> **PROVIDED PASSAGE**
********************

Using cohort analysis, marketing campaigns allow firms to compare their customers based on different factors. The factors could be spending patterns of customers, product reviews, preferences, etc. The comparison helps in making strategic marketing decisions.
Cohort analysis is a tool to measure user engagement over time. It helps to know whether user engagement is actually getting better over time or is only appearing to improve because of growth.
Cohort analysis proves to be valuable because it helps to separate growth metrics from engagement metrics as growth can easily mask engagement problems. In reality, the lack of activity of the old users is being hidden by the impressive growth numbers of new users, which results in concealing the lack of engagement from a small number of people.
How to break the group of users into cohorts for cohort analysis – can be done in two ways:
- Acquisition Cohorts: divide users by when they signed up first for your product. For your app users, you might break down your cohorts by the day, the week or the month they launched an app, and thereby track daily, weekly or monthly cohorts.
- Behavioral Cohorts: divide users by the behaviors they have (or haven’t) taken in your app within a given time period. These could be any number of discrete actions that a user can perform – App Install, App Launch, App Uninstall, Transaction or Charged, or any combination of these actions / events.
Benefits of Cohort Analysis
As a business analytics technique, a Cohort Analysis allows you to compare variables and changes between your digital marketing campaigns.
For example, like real brick-and-mortar stores, websites change. If you’re doing it right, they change a lot and often. You can use a cohort analysis to try to isolate the effect of the website modification on user behavior.
Here are some factors that can impact user behavior that you may want to analyze with a Cohort Analysis:
- Target audience
- Ad content
- Website redesigns
- New product lines and service offerings
- Sales, discounts, promotion campaigns
- Biases – Most analysts possess some form of biases or prejudice. The study may lose objectivity if it falls prey to the prejudices of the analysts. Biases could be selection bias, decision bias, personal bias, etc.
- Only such data that are statistical in nature can be used for this kind of analysis.
- The traits have to be defined by a defined period of time.
Step 1: Pull the raw data
Typically, the data required to conduct cohort analysis lives inside a database of some kind and needs to be exported into spreadsheet software. In this example, we use MySQL and Microsoft Excel.
Step 2: Create cohort identifiers
Open the data you’ve pulled into Excel. Since we pulled the “cohort date” attribute in the example above, we’ll conduct the popular cohort analysis in which we compare groups of customers based on when they made their first purchase. Assuming we want to group our cohorts based on the month in which they made their first purchase, we’ll need to translate each “cohort date” value into a “bucket” that represents the year and month of their first purchase.
Step 3: Calculate Lifecycle stages
Once we know the cohort that each customer belongs to, we also need to determine the “lifecycle stage” at which each event happened for that cohort member.

********************

Data lines:
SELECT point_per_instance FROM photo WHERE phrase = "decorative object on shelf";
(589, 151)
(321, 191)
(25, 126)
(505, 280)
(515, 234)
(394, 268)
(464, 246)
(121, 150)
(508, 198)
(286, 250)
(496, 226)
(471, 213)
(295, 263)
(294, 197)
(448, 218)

********************

> **TASK 1**
In the passage on cohort analysis, which two software tools does the example use to pull and work with the raw data?
> **TASK 2**
Write the next part of the cohort analysis passage, picking up after its last sentence.

> **TASK RESULT 1**
MySQL and Microsoft Excel.

> **TASK RESULT 2**
Step 4: Create a pivot table and graph
Pivot tables allow you to calculate an aggregation such as a sum or average across multiple dimensions of your data. The pivot table we’d like to create is one that conducts a sum of transaction amount, and shows one row per cohort and one column per relative time period.
Types of Cohorts to Analyze
Cohorts can be grouped into the following categories:
1. Time-Based Cohorts
Time-based cohorts are customers who signed up for a product or service during a particular time frame. Analyzing these cohorts shows the customers’ behavior depending on the time they started using a company’s products or services. The time may be monthly or quarterly, depending on the sales cycle of a company. Analyzing the time-based cohorts helps in looking at the churn rate.
For a SaaS business, the churn rate tends to be high at the start of a given timeframe, and drops as the customers get used to the products. Customers who stay longer with the company tend to love the product and churn at a lower rate than at the start of a time frame. In the absence of cohorts, a company may not identify the exact cause of a high number of customers abandoning the products within a given timeframe.
2. Segment-Based Cohorts
Segment-based cohorts are those customers who purchased a specific product or paid for a specific service in the past. It groups customers by the type of product or level of service they signed up for. Customers who signed up for basic level services might have different needs than those who signed up for advanced services. Understanding the needs of the various cohorts can help a company design tailor-made services or products for particular segments.
3. Size-Based Cohorts
Size-based cohorts refer to the various sizes of customers who purchase a company’s products or services. The customers may be small and startup businesses, middle-sized businesses, and enterprise-level businesses.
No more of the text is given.